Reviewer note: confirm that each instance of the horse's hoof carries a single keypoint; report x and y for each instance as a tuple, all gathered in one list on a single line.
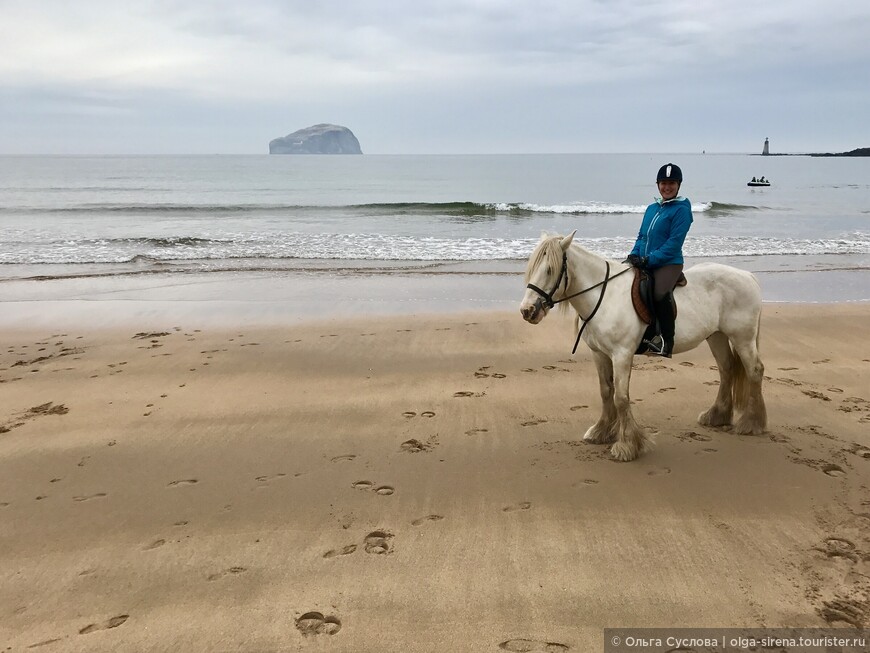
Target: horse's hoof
[(597, 437), (748, 429), (714, 418), (624, 452)]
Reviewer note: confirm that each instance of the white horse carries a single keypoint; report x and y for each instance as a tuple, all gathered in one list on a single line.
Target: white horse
[(720, 304)]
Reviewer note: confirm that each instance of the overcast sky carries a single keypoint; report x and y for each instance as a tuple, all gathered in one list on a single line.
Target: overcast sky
[(435, 76)]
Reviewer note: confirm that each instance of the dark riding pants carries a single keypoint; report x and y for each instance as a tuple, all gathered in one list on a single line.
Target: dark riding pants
[(665, 279)]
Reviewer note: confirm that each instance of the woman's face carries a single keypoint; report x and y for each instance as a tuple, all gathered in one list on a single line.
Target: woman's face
[(668, 189)]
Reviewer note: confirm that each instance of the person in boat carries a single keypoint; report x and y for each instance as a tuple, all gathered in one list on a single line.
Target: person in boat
[(659, 248)]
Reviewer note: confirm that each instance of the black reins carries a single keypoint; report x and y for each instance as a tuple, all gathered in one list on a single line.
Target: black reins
[(548, 297)]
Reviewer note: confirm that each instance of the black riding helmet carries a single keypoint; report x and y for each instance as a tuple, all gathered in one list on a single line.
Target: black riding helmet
[(670, 172)]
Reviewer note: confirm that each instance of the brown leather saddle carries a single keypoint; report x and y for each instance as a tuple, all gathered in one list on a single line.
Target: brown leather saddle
[(643, 300), (642, 295)]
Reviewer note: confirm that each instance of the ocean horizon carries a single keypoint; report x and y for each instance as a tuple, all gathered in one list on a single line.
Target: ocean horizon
[(457, 228)]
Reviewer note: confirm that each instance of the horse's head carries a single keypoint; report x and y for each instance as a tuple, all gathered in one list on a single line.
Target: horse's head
[(544, 274)]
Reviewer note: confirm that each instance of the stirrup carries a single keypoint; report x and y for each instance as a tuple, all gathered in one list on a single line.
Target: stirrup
[(657, 347)]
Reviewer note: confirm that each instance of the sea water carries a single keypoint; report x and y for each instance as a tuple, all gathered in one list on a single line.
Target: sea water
[(476, 217)]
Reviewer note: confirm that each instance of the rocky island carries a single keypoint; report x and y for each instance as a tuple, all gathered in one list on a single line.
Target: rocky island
[(861, 151), (317, 139)]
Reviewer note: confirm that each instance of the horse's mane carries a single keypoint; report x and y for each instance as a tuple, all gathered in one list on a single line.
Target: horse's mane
[(549, 250)]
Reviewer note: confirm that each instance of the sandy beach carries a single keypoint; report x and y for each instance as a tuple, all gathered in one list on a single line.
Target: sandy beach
[(417, 483)]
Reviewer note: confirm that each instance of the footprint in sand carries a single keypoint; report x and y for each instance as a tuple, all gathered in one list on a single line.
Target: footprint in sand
[(844, 611), (184, 481), (45, 642), (833, 470), (695, 437), (334, 553), (378, 542), (415, 446), (532, 646), (226, 572), (315, 623), (263, 480), (114, 622), (838, 547), (89, 496)]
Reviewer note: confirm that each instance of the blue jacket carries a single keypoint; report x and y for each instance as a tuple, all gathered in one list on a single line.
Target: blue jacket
[(663, 230)]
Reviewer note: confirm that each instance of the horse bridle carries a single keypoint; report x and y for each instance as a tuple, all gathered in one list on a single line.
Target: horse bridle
[(548, 296), (550, 302)]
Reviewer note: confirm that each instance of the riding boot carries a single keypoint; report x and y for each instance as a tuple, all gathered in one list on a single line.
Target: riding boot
[(666, 319)]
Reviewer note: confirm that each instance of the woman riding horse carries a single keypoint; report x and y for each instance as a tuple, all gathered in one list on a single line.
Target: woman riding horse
━━━
* Task statement:
Recreate the listing above word for word, dropping each picture it contains.

* Task solution:
Reviewer note: confirm that each instance of the horse's hoof carries a single keypoint; report x and y for each instance as a tuple, all gathered in one list on a single line.
Target: horse's hoof
[(597, 437), (748, 429), (714, 418), (624, 452)]
Reviewer note: confirm that each instance of the white horse carries a single keypoint; report x and y for each instance as a tuple, all gathered in one list on a single line.
Target: white horse
[(720, 304)]
Reviewer note: confirm that each instance of the overcast sky carries a single keypoint; report x and y for each instance as a tuple, all gathered in one list on a single line.
Target: overcast sky
[(435, 76)]
Reviewer note: confirm that each instance of the dark riding pants carries a single keypoint; report x and y for each instance as a tuple, all gathered in one list on a single line.
Target: dark riding pants
[(665, 279)]
Reviewer note: confirm that each instance of the woman's face carries a single keypoint; report x and y for each instance as a tuple, all gathered in one list on a single line.
Target: woman's face
[(668, 189)]
Reviewer note: confirm that each instance of the person in boat carries a single keypoint; report x and y for each instance as a tuple, all gathered in one list on a single line.
Target: person in boat
[(659, 248)]
Reviewer note: confirm that each instance of the black reins carries a single keypoint; report x and y for each instance as a tuple, all gathered in one list on a single line.
Target: black reins
[(548, 297)]
Reviewer note: confirm that each instance of the black riding helmet carries a single keypoint; report x and y for each instance as a tuple, all gathered in one list on a single line.
Target: black riding helmet
[(670, 172)]
Reviewer note: confirm that each instance of the brown leather saddle carries a single keypoint; report x and y for each instance as a tuple, all gathered in one list on a single line.
Target: brown leather saddle
[(643, 300), (642, 295)]
Reviewer note: confirm that each instance of the ocean horizon carries a single keypoint; report x and y for each instance as a tuple, all gathered in one list on a single line.
Target: ocean horizon
[(457, 228)]
Reviewer note: confirm that each instance of the horse's head carries a single keypoint; report x and y for each instance as a tuple, all gathered in one list on a single line.
Target: horse's head
[(544, 274)]
Reviewer note: confirm that each instance of the stirrup carries a single keypoint; report x and y for each instance as a tuple, all gathered in one list on a single line.
Target: stirrup
[(657, 347)]
Reviewer note: confirm that each instance of the sea water carries a single keypoint; report x and y for each instance as a tuple, all gathered in one list on a single line.
Target: sea water
[(476, 217)]
Reviewer note: confirm that each instance of the rocky island carries a single keypoint; report x and y for each instance as a tuple, all gathered in one list on a single line.
Target: rocky island
[(861, 151), (317, 139)]
Reviewer note: confirm that each instance of the horse's mane carries a single keypoint; report x and y for each instance as a tuple, all gathered in one list on a single line.
Target: horse's mane
[(549, 250)]
Reviewer note: confirm that each instance of the sandy beach carries a single keypoint; report x and y for each instance as a tuple, all gathered in one list on a single line.
Target: sandy beach
[(417, 483)]
Reviewer note: confirm that each instance of the footprint in sand carries a single keypoint; report x and y for each instance as a tuple, all gathered in one list on a single line.
Target: footprint in sand
[(844, 611), (184, 481), (45, 642), (833, 470), (695, 437), (334, 553), (378, 542), (415, 446), (532, 646), (226, 572), (315, 623), (263, 480), (114, 622), (838, 547), (89, 496)]
Reviewer note: confirm that each instance of the blue jacket carries a single keypoint; report x and y for each instance as a tuple, all gathered in one list on a single line.
Target: blue jacket
[(663, 230)]
Reviewer note: confirm that each instance of the horse bridle carries a single keypoint; report x and y for each instance as a tuple, all gathered in one list on a single line.
Target: horse bridle
[(548, 296), (550, 302)]
Reviewer note: confirm that each instance of the riding boot carries a single keypoint; report x and y for each instance as a tuple, all gathered in one list on a single line.
Target: riding boot
[(666, 319)]
Reviewer note: confirm that each instance of the woman riding horse carries a single keypoint; report x and y for each instance as a tuple, all gathered in one list on a single line.
Target: woman riding horse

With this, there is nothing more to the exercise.